EXERCISE BRIEF. Continue the article about Mark Keppel High School from the point where it stops.

Mark Keppel High School (MKHS) is a four-year California Distinguished School located in the city of Alhambra, California, in the Alhambra Unified School District. The school is on the southern edge of Alhambra, adjacent to the city of Monterey Park, and borders the Interstate 10 Freeway. Mark Keppel serves students from portions of Alhambra and Monterey Park. Mark Keppel has been accredited by the Western Association of Schools and Colleges in 1996, 2002, 2008, and 2014.

History
Mark Keppel High School is named after Mark Keppel, Superintendent of Los Angeles County Schools from 1902 to 1928. Construction began December 19, 1938, three days after the ground-breaking ceremonies. The school was one of the thousands of projects built by the Public Works Administration during the Great Depression.

Awards
California Distinguished School Award: 2005
Exemplary Career Technical Education Award: 2005
Title I Academic Achievement Award: 2004, 2005, 2006
Governor's Performance Award: 2001, 2002, 2003
Ranked 451 on Newsweek's 1,000 "Best High Schools in America": 2004
First Place in LA County Academic Decathlon: 2008
Third Place in LA County Science Olympiad: 2012
First Place in LA County Academic Decathlon: 2014
Second Place in LA County Academic Decathlon: 2019
First Place in LA County Academic Decathlon: 2020
Third Place in California State Academic Decathlon: 2020 
First Place in LA County Academic Decathlon: 2021
Third Place in California State Academic Decathlon: 2021
GetLit Poetry Slam Champions: 2022

Demographics
As of the 20142015 school year, the student body was 72% Asian American, 22% Hispanic or Latino (of any race), and 1% non-Hispanic White. The remaining 5% consisted of Filipino, African-American, Native American, Pacific Islander, and other students. The predominant languages spoken at students' homes are Cantonese, Mandarin and Spanish. Approximately 60% of the student population participates in a free or reduced lunch program, while 25% of the students participate in ESL.

Extracurricular activities

Visual and performing arts
In 2007, band and orchestra teacher Dr. Carla Bartlett won the Performing Arts Center of Los Angeles County's Bravo Award as an in the Arts Specialist division, one of the highlights of her career. Leading the District Band along with rival Alhambra High School's Mark Trulson and San Gabriel High School's Tammy Cognetta, Dr. Bartlett and the marching band qualified to participate in the 2009 Tournament of Roses Parade.

Justin Lee, a UCLA graduate, now directs the school's band and orchestra, following Dr. Bartlett's retirement in December 2016.

The school has an active theatre arts program led by Nadine Page Phillips. Plays, musicals, and other performances occur throughout the school year, often in conjunction with the school orchestra. In 2015, Mark Keppel High theatre students were invited to the Edinburgh Festival Fringe in Scotland where they performed in a rendition of Peter Pan. Various UC "A-G" certified programs such as AP Art History are offered.

DATASET EXTRACT.
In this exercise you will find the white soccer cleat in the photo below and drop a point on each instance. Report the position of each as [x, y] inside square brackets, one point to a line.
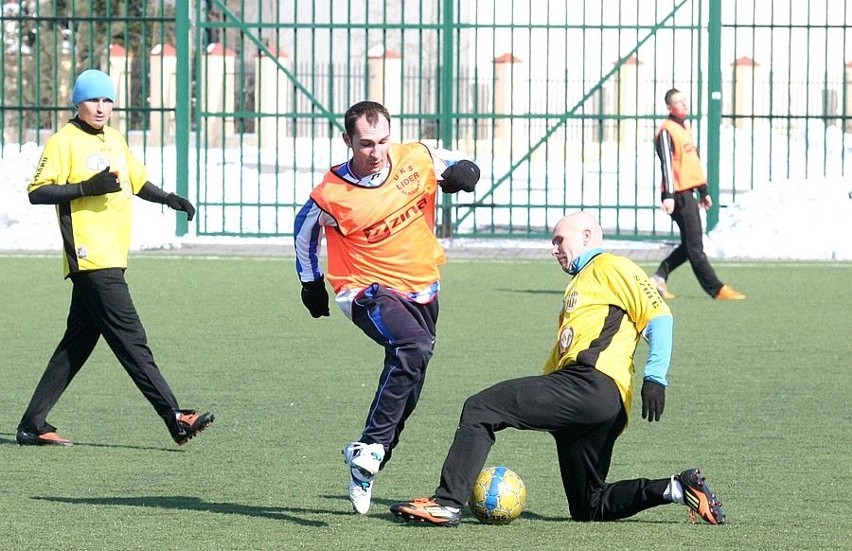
[363, 461]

RESULT.
Previously, the school also had their own concert choir and show choir, led by their teacher and director Tony Azeltine. The competitive advanced group, known as "Aztec Singers," competed in various show choir competitions across Los Angeles. About once a year, the students would travel out-of-state to perform or compete with other show choir and concert choir students across the continent.

Athletics
The Varsity football team, under coach Eddie Wagner, beat Pasadena High School 19-13 for the 1944 CIF-SS Championship at the Los Angeles Coliseum.

Mark Keppel has established itself as one of the premier co-ed Badminton schools in Southern California in the late 1980s and throughout the 1990s. The badminton team has won CIF-SS championships in 1987 (3-A), 1990 (3-A), 1991 (3-A), 1992 (3-A), 1993 (I), 1994 (I), 1996 (I), 1997 (I), 1998 (I), and 2010 (I).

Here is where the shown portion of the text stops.